▶ _GOAL_
Give the data again exactly as written, skipping any pictures.

▶ _DATA EXTRACT_
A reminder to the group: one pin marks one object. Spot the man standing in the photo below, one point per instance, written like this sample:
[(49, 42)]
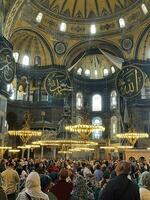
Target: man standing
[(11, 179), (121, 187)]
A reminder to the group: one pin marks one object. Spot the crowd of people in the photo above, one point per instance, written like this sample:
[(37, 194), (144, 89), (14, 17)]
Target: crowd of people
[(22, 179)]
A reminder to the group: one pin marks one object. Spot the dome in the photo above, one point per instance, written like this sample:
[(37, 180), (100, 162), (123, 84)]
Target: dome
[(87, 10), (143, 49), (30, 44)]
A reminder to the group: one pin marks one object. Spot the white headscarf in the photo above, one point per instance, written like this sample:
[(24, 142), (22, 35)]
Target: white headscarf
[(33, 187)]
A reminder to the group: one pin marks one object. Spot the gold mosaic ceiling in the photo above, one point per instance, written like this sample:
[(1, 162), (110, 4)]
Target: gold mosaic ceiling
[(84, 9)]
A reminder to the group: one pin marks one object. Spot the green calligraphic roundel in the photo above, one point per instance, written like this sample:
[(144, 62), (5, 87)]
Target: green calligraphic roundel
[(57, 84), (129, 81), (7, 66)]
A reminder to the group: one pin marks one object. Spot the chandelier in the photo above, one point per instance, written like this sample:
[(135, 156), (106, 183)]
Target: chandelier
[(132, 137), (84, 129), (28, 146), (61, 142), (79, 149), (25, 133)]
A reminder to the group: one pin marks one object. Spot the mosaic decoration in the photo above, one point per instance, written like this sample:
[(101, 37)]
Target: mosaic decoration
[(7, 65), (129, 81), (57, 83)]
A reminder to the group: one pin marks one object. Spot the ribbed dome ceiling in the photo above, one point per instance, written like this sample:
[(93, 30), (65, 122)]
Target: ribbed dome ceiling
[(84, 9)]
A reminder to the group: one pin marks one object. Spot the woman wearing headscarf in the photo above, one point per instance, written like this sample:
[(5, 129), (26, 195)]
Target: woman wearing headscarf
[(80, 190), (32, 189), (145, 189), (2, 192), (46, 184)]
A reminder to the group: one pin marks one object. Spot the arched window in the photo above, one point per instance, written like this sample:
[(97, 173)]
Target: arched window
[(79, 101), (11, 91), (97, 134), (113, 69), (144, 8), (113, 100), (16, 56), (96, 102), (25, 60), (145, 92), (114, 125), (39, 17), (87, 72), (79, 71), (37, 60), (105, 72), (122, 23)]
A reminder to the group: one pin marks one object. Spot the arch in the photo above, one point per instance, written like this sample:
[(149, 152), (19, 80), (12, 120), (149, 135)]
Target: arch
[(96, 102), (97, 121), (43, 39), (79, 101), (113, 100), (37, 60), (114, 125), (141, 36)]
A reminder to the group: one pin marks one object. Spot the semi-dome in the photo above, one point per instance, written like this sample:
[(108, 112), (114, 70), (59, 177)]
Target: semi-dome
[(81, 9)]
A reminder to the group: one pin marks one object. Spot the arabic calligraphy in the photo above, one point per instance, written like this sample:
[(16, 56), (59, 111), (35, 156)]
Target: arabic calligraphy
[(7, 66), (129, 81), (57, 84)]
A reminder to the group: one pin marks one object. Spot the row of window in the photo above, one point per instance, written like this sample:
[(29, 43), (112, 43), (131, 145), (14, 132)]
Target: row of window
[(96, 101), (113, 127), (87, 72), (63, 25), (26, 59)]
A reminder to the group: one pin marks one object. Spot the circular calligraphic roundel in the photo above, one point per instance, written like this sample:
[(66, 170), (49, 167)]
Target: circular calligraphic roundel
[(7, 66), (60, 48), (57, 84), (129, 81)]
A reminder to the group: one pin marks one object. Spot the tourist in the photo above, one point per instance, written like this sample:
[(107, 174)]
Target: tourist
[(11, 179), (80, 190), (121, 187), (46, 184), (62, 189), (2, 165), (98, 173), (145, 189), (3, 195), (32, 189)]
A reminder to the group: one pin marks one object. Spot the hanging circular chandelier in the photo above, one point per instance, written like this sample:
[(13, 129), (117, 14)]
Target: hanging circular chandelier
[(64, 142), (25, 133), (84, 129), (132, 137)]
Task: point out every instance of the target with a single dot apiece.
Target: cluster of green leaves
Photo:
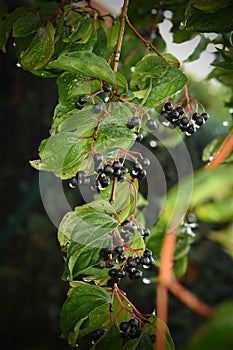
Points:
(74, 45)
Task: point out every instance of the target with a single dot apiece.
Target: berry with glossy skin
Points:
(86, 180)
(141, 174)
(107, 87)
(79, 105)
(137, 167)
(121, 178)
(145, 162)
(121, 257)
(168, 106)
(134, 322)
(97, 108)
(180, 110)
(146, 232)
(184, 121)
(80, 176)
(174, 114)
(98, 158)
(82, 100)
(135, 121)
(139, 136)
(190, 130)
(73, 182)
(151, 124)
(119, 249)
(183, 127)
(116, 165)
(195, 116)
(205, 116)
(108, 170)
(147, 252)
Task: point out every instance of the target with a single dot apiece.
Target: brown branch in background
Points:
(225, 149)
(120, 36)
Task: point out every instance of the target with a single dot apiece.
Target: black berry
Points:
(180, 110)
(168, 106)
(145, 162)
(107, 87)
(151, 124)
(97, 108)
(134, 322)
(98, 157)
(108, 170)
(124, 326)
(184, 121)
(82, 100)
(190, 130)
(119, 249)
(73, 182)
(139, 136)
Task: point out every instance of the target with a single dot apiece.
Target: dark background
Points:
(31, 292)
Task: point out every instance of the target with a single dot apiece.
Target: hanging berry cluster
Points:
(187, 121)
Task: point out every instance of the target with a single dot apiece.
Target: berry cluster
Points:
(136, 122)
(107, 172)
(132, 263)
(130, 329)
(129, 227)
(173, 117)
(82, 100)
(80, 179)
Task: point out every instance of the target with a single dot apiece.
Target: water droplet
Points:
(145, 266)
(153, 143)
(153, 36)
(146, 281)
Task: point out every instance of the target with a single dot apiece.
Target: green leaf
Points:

▶ _RESULT OF THIS TASK_
A reminder to the group: one pin marks one object. Spot the man standing in the photo below, one point per instance, written like this sample:
[(49, 42)]
Target: man standing
[(11, 179), (121, 187)]
A reminder to the group: one pin marks one object. Spot the crowd of people in the photo above, one point per instance, written like this sample:
[(37, 194), (144, 89), (14, 17)]
Target: crowd of people
[(22, 179)]
A reminder to the group: one pin marks one object. Spot the dome in the photo above, one point per instance, written like this sample:
[(37, 180), (100, 162), (123, 84)]
Target: dome
[(87, 10), (143, 49), (30, 44)]
A reminder to the group: one pin marks one object. Spot the white headscarf in the photo above, one point per instance, written like this sample:
[(24, 142), (22, 35)]
Target: white headscarf
[(33, 187)]
A reminder to the group: one pin marks one object. Spot the gold mosaic ceiling in the photo above, one point per instance, written like this sample:
[(1, 162), (110, 4)]
Target: gold mosaic ceiling
[(84, 9)]
A reminder to the group: one pin marks one object. Spot the green calligraphic roundel in the photo above, one point per instance, written like this sample:
[(144, 62), (5, 87)]
Target: green calligraphic roundel
[(57, 84), (129, 81), (7, 66)]
A reminder to the group: one pin marks one object. Spot the chandelier in the photo above, one point per instance, written like this sample:
[(135, 156), (106, 183)]
Target: chandelier
[(132, 137), (84, 129), (28, 146), (61, 142), (79, 149), (25, 133)]
A reminder to the group: one pin marks one object. Spot the mosaic decoration in the photo above, one point per instance, written like this sample:
[(101, 37)]
Target: mosaic decoration
[(7, 65), (129, 81), (57, 83)]
A reminder to the group: one pin marks one object. Spot the ribbed dome ceiling in the photo above, one point per instance, written like this sample:
[(93, 30), (65, 122)]
Target: ribbed dome ceiling
[(84, 9)]
A reminder to the group: one pin marks one object. Spot the woman wearing headscarf in the photo above, one point per instance, written like this sample:
[(5, 129), (26, 195)]
Target: woman wearing headscarf
[(80, 190), (32, 189), (145, 189), (2, 192), (46, 184)]
A reminder to the group: one pin marks one object. Spot the arched window in the photo above, one point per instance, written like this sample:
[(97, 173)]
Target: arched window
[(79, 101), (11, 91), (97, 134), (113, 69), (144, 8), (113, 100), (16, 56), (96, 102), (25, 60), (145, 92), (114, 125), (39, 17), (87, 72), (79, 71), (37, 60), (105, 72), (122, 23)]
A reminder to the group: one pin marks one object. Spot the arch in the photo above, one point per instance, written like this sample:
[(149, 152), (19, 80), (12, 120), (149, 135)]
Target: arch
[(96, 102), (97, 121), (43, 39), (79, 101), (113, 100), (37, 60), (114, 125), (141, 36)]
A reminder to the group: one pin marks one object. Spot the semi-dome in the photo above, one point per instance, written like this sample:
[(108, 112), (114, 70), (59, 177)]
Target: semi-dome
[(81, 9)]
A reminder to the group: one pin marks one object. Spot the arabic calligraphy in the photo above, one point per instance, written like this sample:
[(16, 56), (59, 111), (35, 156)]
Target: arabic calligraphy
[(7, 66), (129, 81), (57, 84)]
A reminder to the group: one pin marks one object. Spot the row of window in the photo above, one point per instance, written like this sample:
[(29, 43), (112, 43), (131, 145), (14, 132)]
Target: row of window
[(96, 101), (113, 127), (87, 72), (63, 25), (26, 59)]
A reminder to the group: one pin marks one object. Spot the circular calligraphic roundel in the photo above, one point per instance, written like this sample:
[(66, 170), (49, 167)]
Target: circular calligraphic roundel
[(7, 66), (60, 48), (57, 84), (129, 81)]
A reminder to the group: one pin marks one object. Spot the tourist in the photo above, one point per instance, written like this sample:
[(107, 174)]
Target: tourist
[(11, 179), (80, 190), (121, 187), (46, 184), (62, 189), (2, 165), (98, 173), (145, 189), (3, 195), (32, 189)]
A reminder to the group: one pin marks one object. Spot the hanging circular chandelier in the photo above, one point per instance, written like this sample:
[(13, 129), (117, 14)]
Target: hanging circular chandelier
[(64, 142), (25, 133), (84, 129), (132, 137)]
Task: point out every instance of the target with a single dot apiece.
Target: cluster of green leaves
Photo:
Points:
(74, 45)
Task: point out every instance of the target with a single dot apiece.
Target: berry with glossy skin
Points:
(86, 180)
(141, 174)
(107, 87)
(79, 105)
(137, 167)
(121, 178)
(145, 162)
(121, 257)
(168, 106)
(134, 322)
(97, 108)
(180, 110)
(146, 232)
(184, 121)
(80, 176)
(174, 114)
(98, 158)
(82, 100)
(135, 121)
(139, 136)
(190, 130)
(73, 182)
(151, 124)
(119, 249)
(183, 127)
(116, 165)
(195, 116)
(205, 116)
(108, 170)
(147, 252)
Task: point out every instance of the target with a single dot apiece.
Target: brown branch in background
Points:
(225, 149)
(120, 36)
Task: point out every instance of the target with a single dot apiece.
Target: black berry
Points:
(180, 110)
(168, 106)
(145, 162)
(107, 87)
(151, 124)
(97, 108)
(134, 322)
(98, 157)
(108, 170)
(124, 326)
(184, 121)
(82, 100)
(190, 130)
(119, 249)
(73, 182)
(139, 136)
Task: point out every instance of the target with a single dot apiece.
Target: dark background
Points:
(31, 292)
Task: point out every instance of the target with a single dot apiece.
Target: hanging berry cluster
Points:
(187, 121)
Task: point out every instance of the target with a single dot apiece.
Target: berry cluster
Points:
(136, 122)
(107, 172)
(132, 263)
(130, 329)
(129, 227)
(173, 117)
(82, 100)
(80, 179)
Task: point out every instance of the target with a single dot apiece.
Target: water droplet
Points:
(145, 266)
(153, 143)
(153, 36)
(146, 281)
Task: point out every instance of the target with a single dot apiece.
Target: green leaf
Points:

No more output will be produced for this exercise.